本文のうち「放火された京都アニメーション第一スタジオ(写真/時事通信フォト)」を含む語句で始まり「し支援しているわけではない。」で終わる部分を、「京都アニメーション」を「京アニ」に変えてもう一度書いてください。
═══ 読解テキスト ═══
国内
2019.08.05 16:00 週刊ポスト
京アニ事件から考察、心神喪失者への「人間観」のあり方

放火された京都アニメーション第一スタジオ(写真/時事通信フォト)
凶悪な事件の容疑者に「精神科への通院歴あり」と報じられると、果たしてこの人物に罪が問えるのかという問題が浮上する。刑法では心神喪失者について39条に規定があるが、いったいどんな人間だと考えればよいのか。京都アニメーション放火事件から、評論家の呉智英氏が心神喪失と法律が定める人間について考えた。
* * *
京都アニメーションの大惨事に、日本中から強い関心と怒りの声が挙がっている。そのうちの一つが、現時点で死者三十五人、負傷者三十三人もの被害者を出しながら、容疑者の青葉真司はなぜ手厚い治療を受けているのか、という批判だ。しかし、これは間違っている。青葉への治療は、事件の全容解明のために必要であり、彼に賛同し支援しているわけではない。
═══ 抽出データ ═══
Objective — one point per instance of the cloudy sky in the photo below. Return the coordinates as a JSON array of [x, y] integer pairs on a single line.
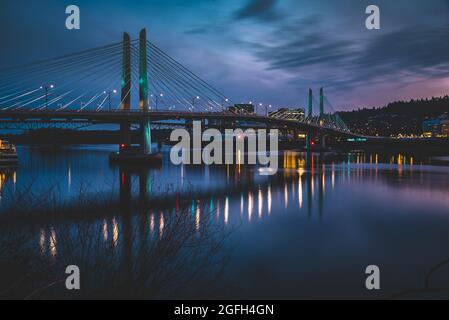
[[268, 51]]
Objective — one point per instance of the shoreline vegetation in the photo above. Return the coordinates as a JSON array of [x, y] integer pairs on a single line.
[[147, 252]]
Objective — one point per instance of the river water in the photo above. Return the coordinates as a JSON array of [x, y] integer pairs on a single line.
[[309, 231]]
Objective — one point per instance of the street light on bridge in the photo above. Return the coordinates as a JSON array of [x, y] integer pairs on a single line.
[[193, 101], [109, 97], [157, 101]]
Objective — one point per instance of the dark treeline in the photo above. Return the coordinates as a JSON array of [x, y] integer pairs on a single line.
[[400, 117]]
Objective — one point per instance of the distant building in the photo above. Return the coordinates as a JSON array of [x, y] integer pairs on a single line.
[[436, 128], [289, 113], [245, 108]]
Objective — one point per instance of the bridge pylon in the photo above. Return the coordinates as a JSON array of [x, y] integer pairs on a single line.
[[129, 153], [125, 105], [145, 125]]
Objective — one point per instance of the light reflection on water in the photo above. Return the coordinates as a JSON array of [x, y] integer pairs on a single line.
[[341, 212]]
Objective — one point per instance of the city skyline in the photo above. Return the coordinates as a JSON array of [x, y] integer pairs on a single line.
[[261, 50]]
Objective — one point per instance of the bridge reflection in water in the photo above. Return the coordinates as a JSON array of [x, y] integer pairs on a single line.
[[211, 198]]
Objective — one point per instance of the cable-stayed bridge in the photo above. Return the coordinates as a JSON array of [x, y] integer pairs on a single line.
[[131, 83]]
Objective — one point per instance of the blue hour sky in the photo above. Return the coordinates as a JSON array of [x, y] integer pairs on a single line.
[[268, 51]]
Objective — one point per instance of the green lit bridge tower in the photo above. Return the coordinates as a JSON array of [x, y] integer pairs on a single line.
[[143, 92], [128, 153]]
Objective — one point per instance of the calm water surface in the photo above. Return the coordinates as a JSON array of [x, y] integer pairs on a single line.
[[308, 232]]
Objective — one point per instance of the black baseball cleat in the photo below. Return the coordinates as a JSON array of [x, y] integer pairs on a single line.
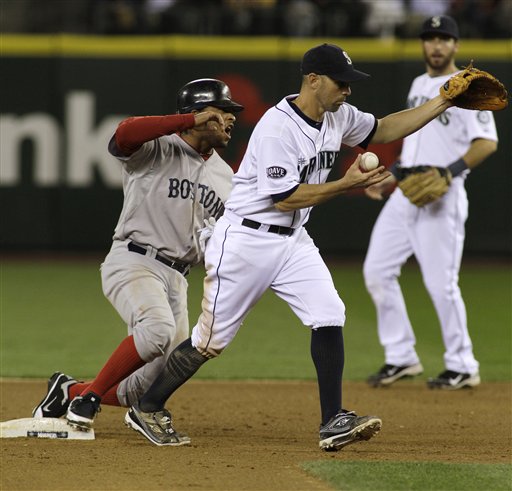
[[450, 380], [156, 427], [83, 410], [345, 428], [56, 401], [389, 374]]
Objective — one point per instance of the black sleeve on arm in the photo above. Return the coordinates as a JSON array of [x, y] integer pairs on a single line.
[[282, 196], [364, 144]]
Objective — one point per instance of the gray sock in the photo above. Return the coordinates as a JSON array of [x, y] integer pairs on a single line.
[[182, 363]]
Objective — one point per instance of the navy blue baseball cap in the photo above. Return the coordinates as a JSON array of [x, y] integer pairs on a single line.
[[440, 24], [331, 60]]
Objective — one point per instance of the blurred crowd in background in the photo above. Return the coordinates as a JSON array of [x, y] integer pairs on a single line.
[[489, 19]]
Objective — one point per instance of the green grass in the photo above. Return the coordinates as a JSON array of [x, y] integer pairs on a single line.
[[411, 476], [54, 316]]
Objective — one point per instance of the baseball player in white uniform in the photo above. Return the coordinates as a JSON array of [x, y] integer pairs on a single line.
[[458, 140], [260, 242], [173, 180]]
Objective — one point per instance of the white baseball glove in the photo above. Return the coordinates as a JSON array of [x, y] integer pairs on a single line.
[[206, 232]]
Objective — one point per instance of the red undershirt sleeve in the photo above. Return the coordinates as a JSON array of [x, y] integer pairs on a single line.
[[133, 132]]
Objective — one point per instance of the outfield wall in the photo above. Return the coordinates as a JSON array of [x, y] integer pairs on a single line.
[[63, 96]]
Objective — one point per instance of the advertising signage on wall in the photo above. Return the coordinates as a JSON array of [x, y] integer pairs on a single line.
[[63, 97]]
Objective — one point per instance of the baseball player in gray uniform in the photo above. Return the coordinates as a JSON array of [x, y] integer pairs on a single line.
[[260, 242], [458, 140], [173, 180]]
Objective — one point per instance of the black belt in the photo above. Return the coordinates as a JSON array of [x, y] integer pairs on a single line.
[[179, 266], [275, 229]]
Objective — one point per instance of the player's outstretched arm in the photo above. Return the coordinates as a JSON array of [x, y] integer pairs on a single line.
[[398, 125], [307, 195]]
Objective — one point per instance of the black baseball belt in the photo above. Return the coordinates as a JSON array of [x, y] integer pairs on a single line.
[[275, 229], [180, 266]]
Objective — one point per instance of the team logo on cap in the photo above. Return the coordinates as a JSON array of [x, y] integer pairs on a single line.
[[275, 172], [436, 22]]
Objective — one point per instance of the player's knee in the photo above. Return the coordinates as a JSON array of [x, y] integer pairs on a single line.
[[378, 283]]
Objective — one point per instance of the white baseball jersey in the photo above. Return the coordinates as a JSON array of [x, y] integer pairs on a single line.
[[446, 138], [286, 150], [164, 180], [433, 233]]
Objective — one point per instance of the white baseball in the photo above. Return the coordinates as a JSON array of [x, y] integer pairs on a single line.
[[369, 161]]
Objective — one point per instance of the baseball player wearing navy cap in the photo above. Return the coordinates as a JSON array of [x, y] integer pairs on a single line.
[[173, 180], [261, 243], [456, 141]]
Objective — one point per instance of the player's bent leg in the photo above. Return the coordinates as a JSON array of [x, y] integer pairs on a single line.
═══
**完成課題:**
放火された京アニ第一スタジオ(写真/時事通信フォト)
凶悪な事件の容疑者に「精神科への通院歴あり」と報じられると、果たしてこの人物に罪が問えるのかという問題が浮上する。刑法では心神喪失者について39条に規定があるが、いったいどんな人間だと考えればよいのか。京アニ放火事件から、評論家の呉智英氏が心神喪失と法律が定める人間について考えた。
* * *
京アニの大惨事に、日本中から強い関心と怒りの声が挙がっている。そのうちの一つが、現時点で死者三十五人、負傷者三十三人もの被害者を出しながら、容疑者の青葉真司はなぜ手厚い治療を受けているのか、という批判だ。しかし、これは間違っている。青葉への治療は、事件の全容解明のために必要であり、彼に賛同し支援しているわけではない。